Helena Madico, coguionista y asesora de género de «Madres Invisibles». Con el reciente triunfo de las mujeres -y la sociedad- españolas aún por asimilar es imposible no girar la vista hacia quienes aún luchan por abrir brechas de igualdad, de Norte a Sur, para que la libertad de decisión de cada mujer sea reconocida como un derecho inalienable.
Desde este Sur de Europa que en los últimos meses se ha visto amenazado por una contrarreforma que pretendía convertir en ilegales el 90% de los abortos practicados en los últimos años. Y desde ese otro Sur de Europa, Marruecos, en el que se calcula que más del 95% ya lo son.
Cada día, y a tan solo 14 kilómetros de la costa española, se practican entre 600 y 800 abortos clandestinos frente a los 20-40 que están dentro de una de las leyes más restrictivas de nuestro entorno geográfico. Estas cifras, de actualidad gracias al Día de Acción Global por la Despenalización del Aborto, son parte de la compleja realidad social que rodea a las madres solteras y parte del puzle narrativo que construye el documental en desarrollo Madres Invisibles.
30.000 mujeres afrontan cada año la maternidad en soledad en Marruecos. Criminalizadas por el artículo 490 del Código Penal, estigmatizadas socialmente como malas hijas y malas musulmanas y expulsadas del entorno familiar para salvaguardar la honra del linaje, muchas de ellas piensan e intentan abortar.

EXTRACTO DE DATOS:
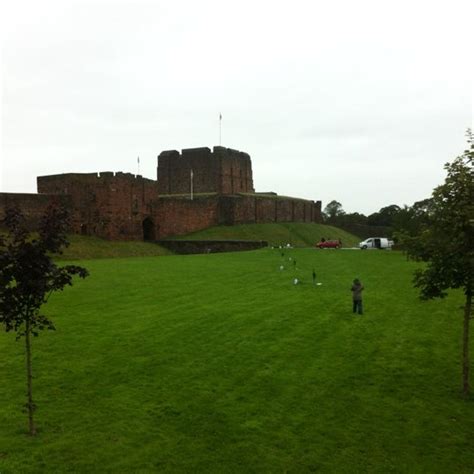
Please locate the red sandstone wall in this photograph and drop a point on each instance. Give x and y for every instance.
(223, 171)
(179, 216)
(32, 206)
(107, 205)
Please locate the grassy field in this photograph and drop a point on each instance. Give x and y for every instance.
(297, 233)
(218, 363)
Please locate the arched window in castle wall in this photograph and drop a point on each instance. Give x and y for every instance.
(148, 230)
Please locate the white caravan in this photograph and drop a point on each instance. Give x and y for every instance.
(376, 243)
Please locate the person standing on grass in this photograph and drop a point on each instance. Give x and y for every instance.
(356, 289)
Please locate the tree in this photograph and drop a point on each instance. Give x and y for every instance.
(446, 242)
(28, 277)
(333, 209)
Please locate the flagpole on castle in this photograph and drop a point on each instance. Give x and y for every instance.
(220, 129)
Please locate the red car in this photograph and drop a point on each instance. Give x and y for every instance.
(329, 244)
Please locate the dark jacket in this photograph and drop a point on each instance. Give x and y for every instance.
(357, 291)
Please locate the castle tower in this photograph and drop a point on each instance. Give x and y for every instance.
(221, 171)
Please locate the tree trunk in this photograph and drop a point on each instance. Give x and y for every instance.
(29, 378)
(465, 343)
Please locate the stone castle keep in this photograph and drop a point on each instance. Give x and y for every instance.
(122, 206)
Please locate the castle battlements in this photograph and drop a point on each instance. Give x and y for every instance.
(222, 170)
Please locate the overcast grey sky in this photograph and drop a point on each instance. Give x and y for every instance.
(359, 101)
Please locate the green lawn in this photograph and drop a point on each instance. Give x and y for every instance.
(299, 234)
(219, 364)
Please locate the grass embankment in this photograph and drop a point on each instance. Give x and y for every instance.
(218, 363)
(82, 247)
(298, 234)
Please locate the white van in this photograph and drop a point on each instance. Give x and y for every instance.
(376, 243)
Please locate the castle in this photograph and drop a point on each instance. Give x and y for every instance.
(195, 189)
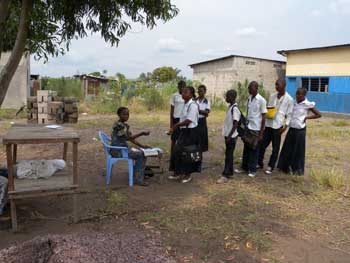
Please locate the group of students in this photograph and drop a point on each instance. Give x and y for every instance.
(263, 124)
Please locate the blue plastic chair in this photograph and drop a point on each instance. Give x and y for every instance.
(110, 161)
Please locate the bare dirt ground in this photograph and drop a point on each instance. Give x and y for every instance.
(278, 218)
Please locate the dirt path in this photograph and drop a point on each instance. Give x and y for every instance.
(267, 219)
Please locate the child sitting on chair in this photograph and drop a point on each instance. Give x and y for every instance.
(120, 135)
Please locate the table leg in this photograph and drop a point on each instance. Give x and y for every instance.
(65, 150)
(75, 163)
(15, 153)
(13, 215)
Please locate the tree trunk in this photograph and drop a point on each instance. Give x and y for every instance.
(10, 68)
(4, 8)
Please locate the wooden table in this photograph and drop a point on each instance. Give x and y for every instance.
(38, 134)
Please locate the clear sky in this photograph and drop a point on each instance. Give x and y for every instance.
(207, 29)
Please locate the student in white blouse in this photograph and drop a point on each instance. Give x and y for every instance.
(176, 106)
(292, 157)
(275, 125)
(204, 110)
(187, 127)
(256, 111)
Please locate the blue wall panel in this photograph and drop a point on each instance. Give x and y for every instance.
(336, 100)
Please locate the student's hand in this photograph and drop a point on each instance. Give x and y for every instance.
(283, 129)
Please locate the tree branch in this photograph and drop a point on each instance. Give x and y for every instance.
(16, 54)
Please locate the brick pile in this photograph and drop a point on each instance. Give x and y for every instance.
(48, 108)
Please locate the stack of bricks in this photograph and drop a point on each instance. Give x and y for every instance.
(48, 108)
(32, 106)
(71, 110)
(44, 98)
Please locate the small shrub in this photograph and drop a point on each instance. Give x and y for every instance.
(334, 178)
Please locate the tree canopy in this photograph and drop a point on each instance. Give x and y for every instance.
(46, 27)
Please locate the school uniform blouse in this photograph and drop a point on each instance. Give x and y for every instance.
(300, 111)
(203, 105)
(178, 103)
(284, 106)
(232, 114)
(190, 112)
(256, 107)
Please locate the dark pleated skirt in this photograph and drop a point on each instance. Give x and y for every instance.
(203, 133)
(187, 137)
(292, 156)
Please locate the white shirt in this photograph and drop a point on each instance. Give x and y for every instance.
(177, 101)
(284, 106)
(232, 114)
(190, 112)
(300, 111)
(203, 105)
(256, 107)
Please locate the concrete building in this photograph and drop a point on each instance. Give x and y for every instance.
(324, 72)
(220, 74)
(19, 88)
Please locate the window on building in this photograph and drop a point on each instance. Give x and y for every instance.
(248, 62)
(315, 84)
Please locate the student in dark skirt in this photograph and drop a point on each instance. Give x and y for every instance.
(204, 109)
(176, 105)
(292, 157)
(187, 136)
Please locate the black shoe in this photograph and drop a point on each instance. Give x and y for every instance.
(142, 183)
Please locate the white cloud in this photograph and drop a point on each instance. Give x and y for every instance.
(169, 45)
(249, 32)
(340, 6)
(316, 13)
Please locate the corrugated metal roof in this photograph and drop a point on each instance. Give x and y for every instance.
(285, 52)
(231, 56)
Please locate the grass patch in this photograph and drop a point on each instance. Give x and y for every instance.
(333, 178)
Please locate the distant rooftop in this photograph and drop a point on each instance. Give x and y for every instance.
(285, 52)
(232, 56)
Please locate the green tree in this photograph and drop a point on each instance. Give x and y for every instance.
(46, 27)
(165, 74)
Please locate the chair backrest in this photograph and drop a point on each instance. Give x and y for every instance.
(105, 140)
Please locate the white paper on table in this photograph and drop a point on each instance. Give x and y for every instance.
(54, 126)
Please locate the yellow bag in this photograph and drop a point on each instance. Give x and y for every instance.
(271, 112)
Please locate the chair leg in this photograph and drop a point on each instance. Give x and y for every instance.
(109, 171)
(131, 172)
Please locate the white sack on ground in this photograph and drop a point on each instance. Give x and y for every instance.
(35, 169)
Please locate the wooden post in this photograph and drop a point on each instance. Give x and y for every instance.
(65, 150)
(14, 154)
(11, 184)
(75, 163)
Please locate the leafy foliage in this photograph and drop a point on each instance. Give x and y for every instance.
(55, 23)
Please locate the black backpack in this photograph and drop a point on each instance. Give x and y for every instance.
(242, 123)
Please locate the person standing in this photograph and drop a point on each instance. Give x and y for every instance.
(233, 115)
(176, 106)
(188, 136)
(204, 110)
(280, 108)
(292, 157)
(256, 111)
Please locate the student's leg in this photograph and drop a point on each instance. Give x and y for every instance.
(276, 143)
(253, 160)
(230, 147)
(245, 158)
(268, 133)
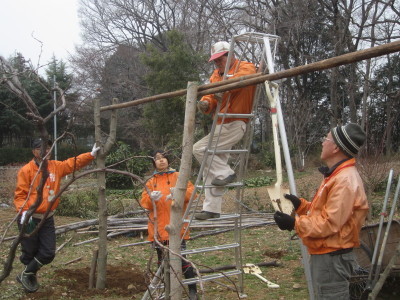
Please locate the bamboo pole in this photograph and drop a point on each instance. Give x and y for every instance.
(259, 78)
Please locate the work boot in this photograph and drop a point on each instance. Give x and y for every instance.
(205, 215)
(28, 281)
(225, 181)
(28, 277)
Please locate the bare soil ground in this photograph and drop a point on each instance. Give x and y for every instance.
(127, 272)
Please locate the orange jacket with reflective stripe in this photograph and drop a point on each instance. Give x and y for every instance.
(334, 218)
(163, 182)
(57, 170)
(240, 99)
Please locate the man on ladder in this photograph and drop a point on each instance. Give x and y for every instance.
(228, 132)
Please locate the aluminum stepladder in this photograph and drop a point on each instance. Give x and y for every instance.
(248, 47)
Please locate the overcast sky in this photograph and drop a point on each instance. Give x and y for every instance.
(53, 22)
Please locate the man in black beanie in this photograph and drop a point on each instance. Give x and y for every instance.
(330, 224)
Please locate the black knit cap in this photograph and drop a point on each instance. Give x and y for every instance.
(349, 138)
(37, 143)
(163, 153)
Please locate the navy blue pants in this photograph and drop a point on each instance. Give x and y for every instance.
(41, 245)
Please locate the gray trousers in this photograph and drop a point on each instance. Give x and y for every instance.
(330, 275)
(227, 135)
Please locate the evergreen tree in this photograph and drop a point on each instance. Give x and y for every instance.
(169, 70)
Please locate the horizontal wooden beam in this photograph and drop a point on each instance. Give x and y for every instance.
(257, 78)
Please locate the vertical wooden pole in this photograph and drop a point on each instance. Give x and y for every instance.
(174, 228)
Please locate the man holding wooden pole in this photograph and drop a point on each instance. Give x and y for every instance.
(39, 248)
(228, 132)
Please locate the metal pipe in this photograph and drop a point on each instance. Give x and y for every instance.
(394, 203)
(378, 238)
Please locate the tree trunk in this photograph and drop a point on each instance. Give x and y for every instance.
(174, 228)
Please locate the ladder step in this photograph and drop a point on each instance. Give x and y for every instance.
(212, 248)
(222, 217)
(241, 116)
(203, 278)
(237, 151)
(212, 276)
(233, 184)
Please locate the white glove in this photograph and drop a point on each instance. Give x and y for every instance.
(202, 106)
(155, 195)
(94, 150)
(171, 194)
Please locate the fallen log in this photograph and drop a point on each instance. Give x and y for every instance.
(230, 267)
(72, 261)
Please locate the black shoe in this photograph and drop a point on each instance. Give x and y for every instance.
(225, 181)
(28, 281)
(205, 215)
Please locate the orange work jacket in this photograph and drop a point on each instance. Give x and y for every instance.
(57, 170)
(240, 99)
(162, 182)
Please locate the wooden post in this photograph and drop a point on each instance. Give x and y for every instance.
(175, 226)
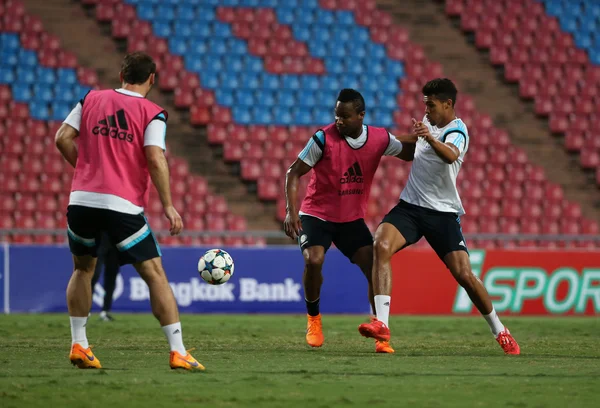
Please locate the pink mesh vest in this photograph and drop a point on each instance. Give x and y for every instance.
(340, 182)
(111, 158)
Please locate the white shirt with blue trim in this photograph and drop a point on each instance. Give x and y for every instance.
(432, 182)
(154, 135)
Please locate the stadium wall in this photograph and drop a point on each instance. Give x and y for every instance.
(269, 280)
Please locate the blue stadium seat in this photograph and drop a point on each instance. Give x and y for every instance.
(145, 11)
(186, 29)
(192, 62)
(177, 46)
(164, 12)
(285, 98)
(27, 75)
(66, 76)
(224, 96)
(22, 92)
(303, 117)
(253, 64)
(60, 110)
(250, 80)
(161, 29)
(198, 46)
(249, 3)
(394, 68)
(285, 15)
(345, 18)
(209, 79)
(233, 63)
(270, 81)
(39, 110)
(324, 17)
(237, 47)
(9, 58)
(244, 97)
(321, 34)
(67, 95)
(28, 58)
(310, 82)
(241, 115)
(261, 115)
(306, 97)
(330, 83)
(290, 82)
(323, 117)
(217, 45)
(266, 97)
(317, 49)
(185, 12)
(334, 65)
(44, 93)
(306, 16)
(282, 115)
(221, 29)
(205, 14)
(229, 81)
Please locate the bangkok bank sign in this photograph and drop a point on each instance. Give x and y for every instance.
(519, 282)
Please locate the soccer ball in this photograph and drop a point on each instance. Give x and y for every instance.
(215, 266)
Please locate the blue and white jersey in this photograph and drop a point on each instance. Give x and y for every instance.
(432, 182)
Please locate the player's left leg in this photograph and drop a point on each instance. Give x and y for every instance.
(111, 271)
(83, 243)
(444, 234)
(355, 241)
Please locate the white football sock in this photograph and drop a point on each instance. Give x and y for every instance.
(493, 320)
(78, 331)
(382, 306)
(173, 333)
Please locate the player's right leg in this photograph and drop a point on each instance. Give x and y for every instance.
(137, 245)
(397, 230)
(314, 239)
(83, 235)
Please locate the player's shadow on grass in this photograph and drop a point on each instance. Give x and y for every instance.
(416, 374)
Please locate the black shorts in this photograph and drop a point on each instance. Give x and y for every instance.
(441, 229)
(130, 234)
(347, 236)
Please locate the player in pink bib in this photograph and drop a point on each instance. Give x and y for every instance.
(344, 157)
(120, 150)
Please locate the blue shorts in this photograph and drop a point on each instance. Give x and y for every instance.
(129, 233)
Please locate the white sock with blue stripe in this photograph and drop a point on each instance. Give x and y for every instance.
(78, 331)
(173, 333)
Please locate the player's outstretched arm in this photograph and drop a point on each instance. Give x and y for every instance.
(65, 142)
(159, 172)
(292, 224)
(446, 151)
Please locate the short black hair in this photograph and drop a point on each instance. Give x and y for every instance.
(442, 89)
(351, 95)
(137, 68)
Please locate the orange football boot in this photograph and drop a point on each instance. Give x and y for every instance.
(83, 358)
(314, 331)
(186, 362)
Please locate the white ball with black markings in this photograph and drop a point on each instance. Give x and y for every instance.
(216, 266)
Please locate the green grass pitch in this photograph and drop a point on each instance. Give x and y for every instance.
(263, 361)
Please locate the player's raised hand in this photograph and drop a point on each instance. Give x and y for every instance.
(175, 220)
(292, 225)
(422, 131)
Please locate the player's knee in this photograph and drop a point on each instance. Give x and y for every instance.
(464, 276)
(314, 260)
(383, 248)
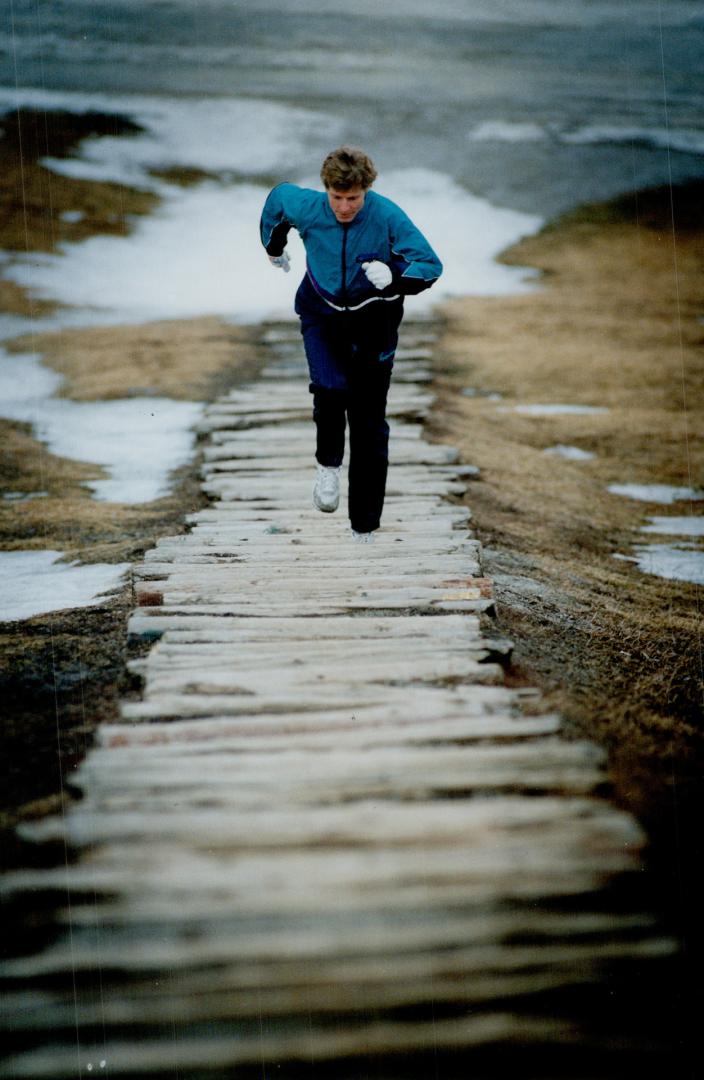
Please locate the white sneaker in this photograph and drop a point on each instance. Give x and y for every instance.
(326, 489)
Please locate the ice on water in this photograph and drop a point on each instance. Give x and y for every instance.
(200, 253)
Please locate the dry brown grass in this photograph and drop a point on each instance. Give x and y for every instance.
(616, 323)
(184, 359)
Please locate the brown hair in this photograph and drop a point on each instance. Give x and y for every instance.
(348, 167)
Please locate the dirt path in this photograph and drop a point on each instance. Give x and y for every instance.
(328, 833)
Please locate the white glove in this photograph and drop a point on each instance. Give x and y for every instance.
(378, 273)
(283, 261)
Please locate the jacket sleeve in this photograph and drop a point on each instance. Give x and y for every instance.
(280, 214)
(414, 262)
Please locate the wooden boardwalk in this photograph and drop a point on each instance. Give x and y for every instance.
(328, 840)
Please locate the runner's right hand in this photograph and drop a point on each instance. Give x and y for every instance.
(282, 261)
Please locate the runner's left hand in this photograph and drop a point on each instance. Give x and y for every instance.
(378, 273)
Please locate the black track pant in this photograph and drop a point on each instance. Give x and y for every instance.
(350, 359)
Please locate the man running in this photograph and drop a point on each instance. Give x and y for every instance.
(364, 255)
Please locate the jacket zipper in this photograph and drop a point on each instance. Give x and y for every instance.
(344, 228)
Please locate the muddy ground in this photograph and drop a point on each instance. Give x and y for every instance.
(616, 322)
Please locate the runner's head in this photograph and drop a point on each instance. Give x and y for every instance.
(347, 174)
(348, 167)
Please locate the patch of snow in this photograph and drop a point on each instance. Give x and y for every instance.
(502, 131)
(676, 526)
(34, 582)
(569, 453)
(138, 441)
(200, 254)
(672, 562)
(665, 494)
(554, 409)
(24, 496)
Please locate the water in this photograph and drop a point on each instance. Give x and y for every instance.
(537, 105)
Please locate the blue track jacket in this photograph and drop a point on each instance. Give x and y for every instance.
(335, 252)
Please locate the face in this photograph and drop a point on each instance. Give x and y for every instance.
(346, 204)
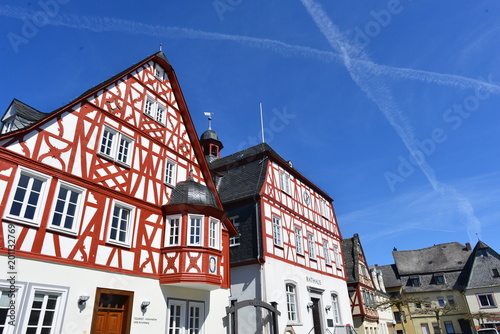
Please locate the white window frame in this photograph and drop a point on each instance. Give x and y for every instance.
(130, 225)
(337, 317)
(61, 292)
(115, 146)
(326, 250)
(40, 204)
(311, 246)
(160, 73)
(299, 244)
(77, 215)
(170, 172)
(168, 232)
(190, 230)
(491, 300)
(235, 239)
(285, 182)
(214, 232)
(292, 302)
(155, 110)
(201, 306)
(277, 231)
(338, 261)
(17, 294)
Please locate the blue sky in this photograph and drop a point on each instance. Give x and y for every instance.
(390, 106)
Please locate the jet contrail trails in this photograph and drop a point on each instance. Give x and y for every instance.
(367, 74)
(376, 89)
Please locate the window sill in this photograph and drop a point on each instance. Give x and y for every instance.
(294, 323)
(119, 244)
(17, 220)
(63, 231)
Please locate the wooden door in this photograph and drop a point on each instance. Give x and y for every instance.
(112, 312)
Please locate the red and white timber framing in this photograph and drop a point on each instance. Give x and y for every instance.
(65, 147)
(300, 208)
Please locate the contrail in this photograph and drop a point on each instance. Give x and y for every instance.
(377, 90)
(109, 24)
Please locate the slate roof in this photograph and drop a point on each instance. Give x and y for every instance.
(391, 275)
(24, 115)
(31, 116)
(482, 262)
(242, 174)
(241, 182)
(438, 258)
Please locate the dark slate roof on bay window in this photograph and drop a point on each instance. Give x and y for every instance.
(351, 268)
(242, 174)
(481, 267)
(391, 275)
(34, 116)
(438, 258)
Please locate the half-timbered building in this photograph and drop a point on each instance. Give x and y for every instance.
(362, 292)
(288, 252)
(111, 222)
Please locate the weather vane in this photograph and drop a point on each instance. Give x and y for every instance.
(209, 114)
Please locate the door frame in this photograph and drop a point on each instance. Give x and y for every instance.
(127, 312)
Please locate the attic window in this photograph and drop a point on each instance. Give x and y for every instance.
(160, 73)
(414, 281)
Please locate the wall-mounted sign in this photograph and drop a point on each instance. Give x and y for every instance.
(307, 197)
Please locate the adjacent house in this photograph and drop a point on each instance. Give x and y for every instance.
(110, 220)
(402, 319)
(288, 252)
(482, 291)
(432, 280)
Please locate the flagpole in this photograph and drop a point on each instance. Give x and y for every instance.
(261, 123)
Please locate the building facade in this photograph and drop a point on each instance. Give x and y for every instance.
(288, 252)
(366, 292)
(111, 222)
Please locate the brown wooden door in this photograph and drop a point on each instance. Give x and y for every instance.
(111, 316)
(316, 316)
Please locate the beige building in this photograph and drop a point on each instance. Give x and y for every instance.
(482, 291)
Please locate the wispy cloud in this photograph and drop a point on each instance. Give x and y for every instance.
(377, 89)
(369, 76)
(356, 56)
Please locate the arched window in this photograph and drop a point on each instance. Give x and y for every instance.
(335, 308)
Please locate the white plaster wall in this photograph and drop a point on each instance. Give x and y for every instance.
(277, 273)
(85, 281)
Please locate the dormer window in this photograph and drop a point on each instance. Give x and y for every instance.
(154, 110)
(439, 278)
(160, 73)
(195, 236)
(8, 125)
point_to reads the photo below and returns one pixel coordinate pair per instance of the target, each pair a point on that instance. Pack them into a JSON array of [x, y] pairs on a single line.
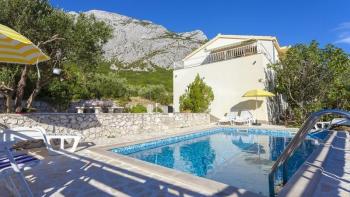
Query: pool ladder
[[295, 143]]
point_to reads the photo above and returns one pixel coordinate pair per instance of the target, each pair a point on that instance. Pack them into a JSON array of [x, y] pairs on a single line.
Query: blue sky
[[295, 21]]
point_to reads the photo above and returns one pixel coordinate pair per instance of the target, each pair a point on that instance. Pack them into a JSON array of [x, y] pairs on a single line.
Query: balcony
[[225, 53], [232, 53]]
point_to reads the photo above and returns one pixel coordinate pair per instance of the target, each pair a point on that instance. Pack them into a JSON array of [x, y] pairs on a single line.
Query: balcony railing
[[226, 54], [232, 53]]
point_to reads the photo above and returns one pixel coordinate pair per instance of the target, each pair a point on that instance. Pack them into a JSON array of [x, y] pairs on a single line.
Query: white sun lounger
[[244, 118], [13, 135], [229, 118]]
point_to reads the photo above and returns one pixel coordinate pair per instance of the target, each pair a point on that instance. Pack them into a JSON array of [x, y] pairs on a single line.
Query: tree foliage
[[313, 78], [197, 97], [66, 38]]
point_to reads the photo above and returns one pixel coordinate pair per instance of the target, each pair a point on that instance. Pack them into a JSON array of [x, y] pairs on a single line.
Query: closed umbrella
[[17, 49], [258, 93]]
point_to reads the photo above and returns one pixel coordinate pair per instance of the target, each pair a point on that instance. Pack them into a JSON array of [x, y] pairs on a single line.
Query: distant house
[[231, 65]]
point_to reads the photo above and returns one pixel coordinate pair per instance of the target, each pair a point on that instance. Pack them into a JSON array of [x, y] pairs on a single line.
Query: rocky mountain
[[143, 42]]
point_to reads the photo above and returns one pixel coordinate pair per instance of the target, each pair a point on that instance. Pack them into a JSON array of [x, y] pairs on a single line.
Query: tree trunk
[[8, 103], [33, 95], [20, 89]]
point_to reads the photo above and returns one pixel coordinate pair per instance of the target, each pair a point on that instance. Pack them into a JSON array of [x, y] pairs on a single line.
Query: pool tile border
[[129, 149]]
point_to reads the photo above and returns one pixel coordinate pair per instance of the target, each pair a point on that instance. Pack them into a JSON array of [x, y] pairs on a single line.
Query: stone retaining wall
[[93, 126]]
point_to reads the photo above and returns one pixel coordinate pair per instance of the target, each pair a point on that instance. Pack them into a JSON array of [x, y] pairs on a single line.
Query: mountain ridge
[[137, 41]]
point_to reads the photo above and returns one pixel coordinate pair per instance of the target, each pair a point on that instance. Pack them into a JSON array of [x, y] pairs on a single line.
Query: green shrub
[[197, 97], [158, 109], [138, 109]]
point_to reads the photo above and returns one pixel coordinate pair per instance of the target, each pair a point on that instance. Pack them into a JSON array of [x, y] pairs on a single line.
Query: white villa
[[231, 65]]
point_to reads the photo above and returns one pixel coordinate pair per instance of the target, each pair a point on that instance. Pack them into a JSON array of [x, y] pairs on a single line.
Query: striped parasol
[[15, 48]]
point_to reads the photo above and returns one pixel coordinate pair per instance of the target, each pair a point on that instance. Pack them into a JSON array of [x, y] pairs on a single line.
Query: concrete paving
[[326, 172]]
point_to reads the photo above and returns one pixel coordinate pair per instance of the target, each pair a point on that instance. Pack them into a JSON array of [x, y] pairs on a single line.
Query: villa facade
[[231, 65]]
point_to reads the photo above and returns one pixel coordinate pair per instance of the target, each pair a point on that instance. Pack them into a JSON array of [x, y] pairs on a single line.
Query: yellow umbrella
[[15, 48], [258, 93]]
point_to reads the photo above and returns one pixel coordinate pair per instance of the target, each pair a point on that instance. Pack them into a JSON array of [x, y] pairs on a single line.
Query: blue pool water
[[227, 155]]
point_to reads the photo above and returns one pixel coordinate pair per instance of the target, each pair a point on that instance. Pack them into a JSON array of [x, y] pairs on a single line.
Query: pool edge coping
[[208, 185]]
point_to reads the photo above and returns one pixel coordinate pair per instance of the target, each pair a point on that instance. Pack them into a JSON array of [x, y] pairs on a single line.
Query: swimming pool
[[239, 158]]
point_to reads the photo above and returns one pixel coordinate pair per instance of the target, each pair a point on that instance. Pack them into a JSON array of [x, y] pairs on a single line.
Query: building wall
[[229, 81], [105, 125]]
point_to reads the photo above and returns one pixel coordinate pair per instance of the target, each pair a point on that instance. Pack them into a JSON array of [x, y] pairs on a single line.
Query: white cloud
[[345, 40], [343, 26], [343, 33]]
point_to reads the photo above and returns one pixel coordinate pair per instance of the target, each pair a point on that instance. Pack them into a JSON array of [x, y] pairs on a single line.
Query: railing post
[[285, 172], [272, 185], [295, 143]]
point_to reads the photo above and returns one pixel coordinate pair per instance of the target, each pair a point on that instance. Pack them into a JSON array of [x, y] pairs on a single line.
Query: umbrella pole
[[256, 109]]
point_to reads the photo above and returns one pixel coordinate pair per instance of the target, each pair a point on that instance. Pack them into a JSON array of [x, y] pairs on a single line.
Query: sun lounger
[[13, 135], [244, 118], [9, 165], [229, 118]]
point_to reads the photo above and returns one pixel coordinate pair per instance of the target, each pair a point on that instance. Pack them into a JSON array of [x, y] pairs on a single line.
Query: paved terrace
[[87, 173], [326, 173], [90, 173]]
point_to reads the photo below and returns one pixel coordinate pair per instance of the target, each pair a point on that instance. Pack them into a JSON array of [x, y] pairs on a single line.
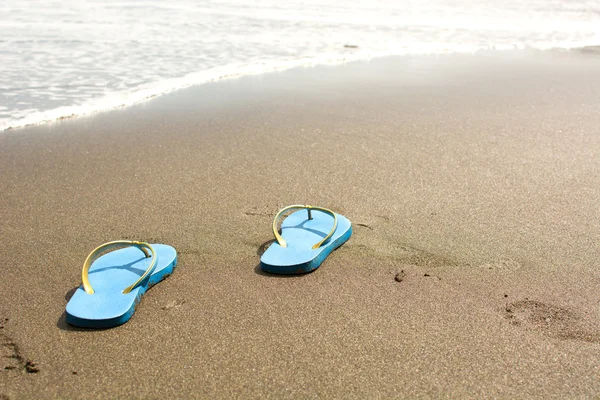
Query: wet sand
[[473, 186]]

TAREAS PROPUESTAS:
1 – En el fragmento sobre «Madres Invisibles», enumera los participios que describen a las mujeres en la oración que empieza con «Criminalizadas por el artículo 490».
2 – Prosigue el fragmento sobre «Madres Invisibles» a partir de su última oración.
Las filas provienen de una fuente distinta.

RESPUESTAS POR TAREA:
1 – Criminalizadas, estigmatizadas, expulsadas

2 –
Y arrojo más cifras a tener en cuenta. La intervención cuesta entre 200 y 1.400 euros, una cantidad accesible a pocos bolsillos, si tenemos en cuenta que el salario mínimo está en torno a 220 euros. Gabinetes médicos, enfermerías o domicilios de curanderas y charlatanes son algunos de los escenarios en los que se practican estos peligrosos abortos clandestinos. Uso de pinchos o de plantas medicinales, introducción de ácidos en el interior de la vagina… Las consecuencias son fáciles de adivinar. Hemorragias continuadas, esterilidad o, en el peor de los casos, la muerte. Se calcula que un 13% de la mortalidad materna se debe a esta razón. De nuevo la crudeza de las estadísticas.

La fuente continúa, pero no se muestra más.